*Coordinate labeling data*

= = = = = = =

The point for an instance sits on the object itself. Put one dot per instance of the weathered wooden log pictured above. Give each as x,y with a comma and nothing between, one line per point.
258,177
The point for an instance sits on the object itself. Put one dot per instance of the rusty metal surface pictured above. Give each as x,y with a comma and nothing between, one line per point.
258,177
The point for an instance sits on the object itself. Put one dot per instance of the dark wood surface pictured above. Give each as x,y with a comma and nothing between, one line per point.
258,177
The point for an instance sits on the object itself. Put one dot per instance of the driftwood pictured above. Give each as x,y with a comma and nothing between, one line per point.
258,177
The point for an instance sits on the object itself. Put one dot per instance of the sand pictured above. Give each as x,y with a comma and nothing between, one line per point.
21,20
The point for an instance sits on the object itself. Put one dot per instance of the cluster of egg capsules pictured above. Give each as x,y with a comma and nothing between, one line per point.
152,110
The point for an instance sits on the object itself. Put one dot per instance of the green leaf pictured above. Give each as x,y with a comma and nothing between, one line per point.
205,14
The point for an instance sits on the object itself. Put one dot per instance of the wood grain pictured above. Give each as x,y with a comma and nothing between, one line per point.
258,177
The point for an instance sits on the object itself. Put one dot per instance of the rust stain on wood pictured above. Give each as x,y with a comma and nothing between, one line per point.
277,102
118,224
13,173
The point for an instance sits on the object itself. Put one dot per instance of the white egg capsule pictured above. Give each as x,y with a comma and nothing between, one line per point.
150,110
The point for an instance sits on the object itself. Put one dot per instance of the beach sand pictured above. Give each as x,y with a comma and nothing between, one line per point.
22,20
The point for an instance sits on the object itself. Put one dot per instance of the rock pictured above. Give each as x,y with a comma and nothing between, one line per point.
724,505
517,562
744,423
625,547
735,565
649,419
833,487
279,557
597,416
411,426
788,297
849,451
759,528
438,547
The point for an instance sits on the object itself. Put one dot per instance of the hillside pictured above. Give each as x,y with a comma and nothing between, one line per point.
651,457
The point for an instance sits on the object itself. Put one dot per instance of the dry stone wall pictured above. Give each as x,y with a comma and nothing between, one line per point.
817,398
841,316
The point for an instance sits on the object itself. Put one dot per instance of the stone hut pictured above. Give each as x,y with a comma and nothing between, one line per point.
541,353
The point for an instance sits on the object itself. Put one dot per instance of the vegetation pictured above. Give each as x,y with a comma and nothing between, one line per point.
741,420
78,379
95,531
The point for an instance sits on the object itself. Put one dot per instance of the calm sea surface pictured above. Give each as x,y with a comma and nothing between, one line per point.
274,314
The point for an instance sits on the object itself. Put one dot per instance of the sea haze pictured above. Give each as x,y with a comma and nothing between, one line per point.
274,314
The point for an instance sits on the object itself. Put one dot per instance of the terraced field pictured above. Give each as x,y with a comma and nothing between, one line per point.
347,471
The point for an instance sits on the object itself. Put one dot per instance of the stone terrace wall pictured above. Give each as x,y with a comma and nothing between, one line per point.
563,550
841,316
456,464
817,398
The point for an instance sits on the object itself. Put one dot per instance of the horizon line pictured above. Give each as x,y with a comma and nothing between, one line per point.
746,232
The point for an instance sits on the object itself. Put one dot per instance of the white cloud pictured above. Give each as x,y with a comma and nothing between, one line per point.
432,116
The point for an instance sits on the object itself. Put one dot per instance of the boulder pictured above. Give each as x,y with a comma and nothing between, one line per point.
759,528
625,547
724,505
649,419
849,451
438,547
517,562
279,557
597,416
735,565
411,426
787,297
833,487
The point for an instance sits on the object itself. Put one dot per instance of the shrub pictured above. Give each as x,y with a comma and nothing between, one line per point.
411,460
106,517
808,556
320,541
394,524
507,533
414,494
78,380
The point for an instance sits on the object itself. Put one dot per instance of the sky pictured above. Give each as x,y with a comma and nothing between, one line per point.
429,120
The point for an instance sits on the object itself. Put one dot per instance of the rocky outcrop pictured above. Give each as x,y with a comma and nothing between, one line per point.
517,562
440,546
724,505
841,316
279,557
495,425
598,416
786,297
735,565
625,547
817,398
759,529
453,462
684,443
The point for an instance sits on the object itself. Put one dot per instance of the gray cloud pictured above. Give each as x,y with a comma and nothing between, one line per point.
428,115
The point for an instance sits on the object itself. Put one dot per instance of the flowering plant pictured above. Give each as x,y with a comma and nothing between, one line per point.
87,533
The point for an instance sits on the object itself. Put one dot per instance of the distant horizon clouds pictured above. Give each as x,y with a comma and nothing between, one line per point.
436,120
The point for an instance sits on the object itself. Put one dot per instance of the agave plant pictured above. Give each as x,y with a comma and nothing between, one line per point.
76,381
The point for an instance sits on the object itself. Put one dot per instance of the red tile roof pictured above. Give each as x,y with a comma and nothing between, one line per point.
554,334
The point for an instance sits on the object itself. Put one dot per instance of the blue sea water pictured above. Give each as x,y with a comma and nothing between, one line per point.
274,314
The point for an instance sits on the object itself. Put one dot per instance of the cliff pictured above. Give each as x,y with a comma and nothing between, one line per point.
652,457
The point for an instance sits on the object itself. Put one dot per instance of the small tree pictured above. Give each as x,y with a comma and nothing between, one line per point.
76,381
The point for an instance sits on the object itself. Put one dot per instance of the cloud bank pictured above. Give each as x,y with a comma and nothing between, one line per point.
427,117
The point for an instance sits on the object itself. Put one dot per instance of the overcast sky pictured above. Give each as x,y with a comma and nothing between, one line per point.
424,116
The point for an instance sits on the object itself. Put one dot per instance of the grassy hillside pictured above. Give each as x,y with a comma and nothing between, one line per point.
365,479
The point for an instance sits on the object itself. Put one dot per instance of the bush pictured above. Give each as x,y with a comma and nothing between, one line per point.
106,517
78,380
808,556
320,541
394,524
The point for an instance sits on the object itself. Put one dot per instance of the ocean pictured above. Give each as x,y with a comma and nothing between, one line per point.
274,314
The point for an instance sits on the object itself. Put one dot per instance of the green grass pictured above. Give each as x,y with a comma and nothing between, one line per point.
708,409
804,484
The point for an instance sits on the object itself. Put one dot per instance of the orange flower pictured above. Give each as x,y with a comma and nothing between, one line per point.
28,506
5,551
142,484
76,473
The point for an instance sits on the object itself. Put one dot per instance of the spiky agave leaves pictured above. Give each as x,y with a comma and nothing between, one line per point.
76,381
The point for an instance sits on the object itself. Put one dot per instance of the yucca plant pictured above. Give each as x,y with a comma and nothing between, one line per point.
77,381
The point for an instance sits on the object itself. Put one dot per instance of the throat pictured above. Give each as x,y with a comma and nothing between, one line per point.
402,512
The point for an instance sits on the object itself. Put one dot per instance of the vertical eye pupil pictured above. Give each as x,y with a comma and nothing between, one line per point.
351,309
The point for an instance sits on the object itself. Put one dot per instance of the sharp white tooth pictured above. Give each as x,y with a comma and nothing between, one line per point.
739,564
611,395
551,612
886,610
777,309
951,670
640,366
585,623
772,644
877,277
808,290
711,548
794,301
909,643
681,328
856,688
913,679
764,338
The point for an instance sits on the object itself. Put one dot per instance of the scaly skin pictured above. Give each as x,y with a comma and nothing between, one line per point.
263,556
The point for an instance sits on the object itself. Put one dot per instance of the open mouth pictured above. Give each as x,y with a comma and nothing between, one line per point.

= = = = = = =

*Task requirements*
Please arrange the lines of the listing as a Markdown table with the columns "Row" and "Line." Begin at the line that contains "of the scaly", stop at the end of the listing, and leave out blank lines.

*Finished task*
| Row | Line |
|---|---|
| 1 | The point for an instance sits on the object itself. Put one dot per instance of the scaly skin pictured above. Give each as x,y with a comma and nothing between, one line per point. |
| 2 | 263,556 |
| 3 | The point for an instance sits on the object itself. Put one dot per instance of the open mouth pictured above. Give each as x,y with a comma and nothing between, one line per point. |